:: Excerto do documento ::
━━━━━━
O próprio Dante Gabriel Rossetti parecia apreciar o trabalho da mulher, uma vez que, depois da sua morte, tratou que os seus desenhos e esboços fossem fotografados e reproduzidos em volumes para homenagear a sua arte. Sabe-se que quatro destes volumes chegaram a ser distribuídos a amigos. Segundo Jan Marsh, os negativos das imagens chegaram aos dias de hoje, mas as fotografias nunca mais voltaram a ser reproduzidas.
O reconhecimento do mérito artístico de Elizabeth Siddall parece não se ter ficado pelo círculo mais fechado de conhecimentos. De acordo com Serena Trowbridge, um “indicador da importância cada vez maior de Siddall enquanto artista” foi a inclusão de quatro dos seus trabalhos (“We Are Seven”, The Haunted Tree”, “Clerk Saunders” e “Study of a Head”, que se acredita ser o seu auto-retrato) e de alguns dos seus desenhos (inspirados por Tennyson e Browning) numa pequena exposição organizada por Madox Brown em Russell Place, Londres, em junho de 1857. Siddall foi a única mulher a participar na mostra londrina, lado a lado com pintores estabelecidos, como William Holman Hunt ou John Everett Millais. Hunt, que nunca teria visto o seu trabalho de Lizzie, tê-lo-á comparado ao de Walter Deverell, que admirava. Em resposta, Rossetti terá dito que era muito melhor.
━━━━━━
:: Registos de dados ::
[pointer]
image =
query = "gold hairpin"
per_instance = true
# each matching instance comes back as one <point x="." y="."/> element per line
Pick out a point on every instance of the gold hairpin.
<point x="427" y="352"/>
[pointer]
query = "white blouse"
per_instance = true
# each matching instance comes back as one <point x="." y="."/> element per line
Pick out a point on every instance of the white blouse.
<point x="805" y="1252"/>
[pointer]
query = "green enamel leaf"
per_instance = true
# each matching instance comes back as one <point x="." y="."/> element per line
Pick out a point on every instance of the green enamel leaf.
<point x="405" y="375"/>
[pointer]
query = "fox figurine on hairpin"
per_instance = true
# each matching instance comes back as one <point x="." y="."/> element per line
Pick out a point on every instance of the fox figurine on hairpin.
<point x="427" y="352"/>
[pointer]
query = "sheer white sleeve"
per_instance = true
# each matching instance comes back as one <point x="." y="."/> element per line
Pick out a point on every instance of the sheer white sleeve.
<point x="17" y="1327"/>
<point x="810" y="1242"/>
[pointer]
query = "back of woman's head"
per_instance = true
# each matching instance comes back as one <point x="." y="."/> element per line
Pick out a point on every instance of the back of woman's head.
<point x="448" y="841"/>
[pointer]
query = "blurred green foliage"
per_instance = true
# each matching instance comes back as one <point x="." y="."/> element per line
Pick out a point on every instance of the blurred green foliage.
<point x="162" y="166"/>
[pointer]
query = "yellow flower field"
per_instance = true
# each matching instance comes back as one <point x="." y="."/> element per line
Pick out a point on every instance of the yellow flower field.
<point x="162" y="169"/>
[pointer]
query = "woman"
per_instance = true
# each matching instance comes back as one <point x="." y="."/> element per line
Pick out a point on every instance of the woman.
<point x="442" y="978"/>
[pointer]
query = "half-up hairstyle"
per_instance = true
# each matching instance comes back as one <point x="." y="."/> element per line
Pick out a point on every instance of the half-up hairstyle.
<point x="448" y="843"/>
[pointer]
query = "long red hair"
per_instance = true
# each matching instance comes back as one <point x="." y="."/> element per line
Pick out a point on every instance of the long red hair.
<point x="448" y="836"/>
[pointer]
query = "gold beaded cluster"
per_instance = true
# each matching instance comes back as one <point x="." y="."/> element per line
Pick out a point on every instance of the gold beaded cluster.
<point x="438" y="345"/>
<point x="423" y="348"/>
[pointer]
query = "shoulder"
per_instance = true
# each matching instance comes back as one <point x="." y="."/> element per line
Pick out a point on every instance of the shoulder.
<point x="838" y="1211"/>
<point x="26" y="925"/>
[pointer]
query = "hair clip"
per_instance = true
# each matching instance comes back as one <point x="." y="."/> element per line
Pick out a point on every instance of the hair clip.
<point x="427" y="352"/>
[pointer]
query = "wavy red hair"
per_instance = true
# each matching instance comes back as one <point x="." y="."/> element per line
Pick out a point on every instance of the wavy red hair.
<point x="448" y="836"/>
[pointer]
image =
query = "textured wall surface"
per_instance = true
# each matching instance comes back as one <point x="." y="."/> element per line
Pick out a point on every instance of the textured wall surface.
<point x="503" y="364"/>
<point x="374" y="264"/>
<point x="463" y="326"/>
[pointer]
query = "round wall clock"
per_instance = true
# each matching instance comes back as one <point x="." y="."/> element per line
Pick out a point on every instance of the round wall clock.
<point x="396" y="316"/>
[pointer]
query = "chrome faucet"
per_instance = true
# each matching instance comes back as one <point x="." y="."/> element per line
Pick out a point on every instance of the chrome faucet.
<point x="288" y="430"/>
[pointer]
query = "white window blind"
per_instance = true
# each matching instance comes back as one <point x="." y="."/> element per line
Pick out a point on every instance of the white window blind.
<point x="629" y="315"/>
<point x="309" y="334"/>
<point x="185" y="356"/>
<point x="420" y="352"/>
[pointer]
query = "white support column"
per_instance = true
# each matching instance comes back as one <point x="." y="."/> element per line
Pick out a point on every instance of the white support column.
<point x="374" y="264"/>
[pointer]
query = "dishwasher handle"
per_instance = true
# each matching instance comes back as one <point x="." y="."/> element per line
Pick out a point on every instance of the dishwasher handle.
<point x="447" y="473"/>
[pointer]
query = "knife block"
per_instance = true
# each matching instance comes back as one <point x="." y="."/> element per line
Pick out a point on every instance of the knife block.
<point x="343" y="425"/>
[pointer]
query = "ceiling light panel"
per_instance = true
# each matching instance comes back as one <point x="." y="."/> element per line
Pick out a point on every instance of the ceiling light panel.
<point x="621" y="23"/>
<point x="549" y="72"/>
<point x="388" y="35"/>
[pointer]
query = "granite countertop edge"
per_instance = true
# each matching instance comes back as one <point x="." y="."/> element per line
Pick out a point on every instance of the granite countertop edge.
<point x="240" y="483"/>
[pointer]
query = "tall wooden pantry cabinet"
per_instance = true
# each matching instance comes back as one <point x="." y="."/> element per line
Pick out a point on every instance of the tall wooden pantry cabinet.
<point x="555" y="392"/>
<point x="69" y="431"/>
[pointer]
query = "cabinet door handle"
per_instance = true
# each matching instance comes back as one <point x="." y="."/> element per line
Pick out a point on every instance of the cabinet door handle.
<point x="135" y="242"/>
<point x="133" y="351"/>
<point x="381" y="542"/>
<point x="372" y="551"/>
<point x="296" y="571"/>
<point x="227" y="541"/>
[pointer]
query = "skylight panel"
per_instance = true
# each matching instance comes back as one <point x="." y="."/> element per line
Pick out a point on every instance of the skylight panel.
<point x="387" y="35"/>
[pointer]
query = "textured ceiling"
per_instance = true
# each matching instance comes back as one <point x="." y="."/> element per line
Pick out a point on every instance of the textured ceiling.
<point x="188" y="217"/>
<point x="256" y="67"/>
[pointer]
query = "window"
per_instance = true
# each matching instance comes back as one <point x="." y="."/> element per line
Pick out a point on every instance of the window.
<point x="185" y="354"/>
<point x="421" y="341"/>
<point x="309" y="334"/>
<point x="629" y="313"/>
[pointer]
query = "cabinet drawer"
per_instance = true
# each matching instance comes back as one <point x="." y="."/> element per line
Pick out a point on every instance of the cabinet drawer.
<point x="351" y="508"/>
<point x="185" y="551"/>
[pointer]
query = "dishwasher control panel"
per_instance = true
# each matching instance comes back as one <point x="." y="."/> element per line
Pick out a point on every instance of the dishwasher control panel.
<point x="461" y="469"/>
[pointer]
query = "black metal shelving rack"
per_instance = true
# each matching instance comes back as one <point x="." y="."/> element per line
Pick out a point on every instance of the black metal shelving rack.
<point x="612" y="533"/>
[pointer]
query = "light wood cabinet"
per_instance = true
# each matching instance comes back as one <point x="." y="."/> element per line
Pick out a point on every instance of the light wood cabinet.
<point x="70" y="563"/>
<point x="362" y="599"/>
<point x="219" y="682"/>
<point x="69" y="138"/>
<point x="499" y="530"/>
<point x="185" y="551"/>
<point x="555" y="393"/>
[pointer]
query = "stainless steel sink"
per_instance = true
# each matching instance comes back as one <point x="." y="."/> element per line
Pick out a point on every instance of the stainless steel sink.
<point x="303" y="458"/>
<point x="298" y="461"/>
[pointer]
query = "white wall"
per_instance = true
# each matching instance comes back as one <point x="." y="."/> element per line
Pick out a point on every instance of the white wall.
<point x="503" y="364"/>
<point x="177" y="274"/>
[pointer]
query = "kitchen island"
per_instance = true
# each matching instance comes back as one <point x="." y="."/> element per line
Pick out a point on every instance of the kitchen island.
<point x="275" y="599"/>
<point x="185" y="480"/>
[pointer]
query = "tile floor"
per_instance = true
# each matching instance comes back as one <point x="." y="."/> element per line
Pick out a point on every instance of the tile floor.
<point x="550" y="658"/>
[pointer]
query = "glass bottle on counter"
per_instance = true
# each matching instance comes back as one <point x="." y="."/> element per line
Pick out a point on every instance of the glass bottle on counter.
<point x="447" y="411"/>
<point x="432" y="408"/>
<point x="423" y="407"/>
━━━━━━
:: Ações necessárias ::
A – Reproduza um trecho do excerto sobre Elizabeth Siddall. Comece nas palavras "O próprio Dante" e termine depois das palavras "a ser reproduzidas.".
B – Segundo o excerto sobre Elizabeth Siddall, onde e quando decorreu a exposição organizada por Madox Brown?
C – Reescreva em forma de lista o parágrafo do excerto sobre Elizabeth Siddall que começa por "O reconhecimento do mérito artístico", mantendo os factos principais.

:: Resolução das tarefas ::
A –
O próprio Dante Gabriel Rossetti parecia apreciar o trabalho da mulher, uma vez que, depois da sua morte, tratou que os seus desenhos e esboços fossem fotografados e reproduzidos em volumes para homenagear a sua arte. Sabe-se que quatro destes volumes chegaram a ser distribuídos a amigos. Segundo Jan Marsh, os negativos das imagens chegaram aos dias de hoje, mas as fotografias nunca mais voltaram a ser reproduzidas.

B – Em Russell Place, Londres, em junho de 1857.

C –
- Segundo Serena Trowbridge, um sinal da importância crescente de Siddall como artista foi a sua participação numa pequena exposição organizada por Madox Brown em Russell Place, Londres, em junho de 1857.
- Foram expostos quatro trabalhos seus: "We Are Seven", "The Haunted Tree", "Clerk Saunders" e "Study of a Head". Acredita-se que este último seja o seu auto-retrato. Foram também expostos alguns desenhos inspirados por Tennyson e Browning.
- Siddall foi a única mulher na mostra e expôs ao lado de pintores estabelecidos, como William Holman Hunt e John Everett Millais.
- Hunt terá comparado o trabalho dela ao de Walter Deverell, e Rossetti terá respondido que era muito melhor.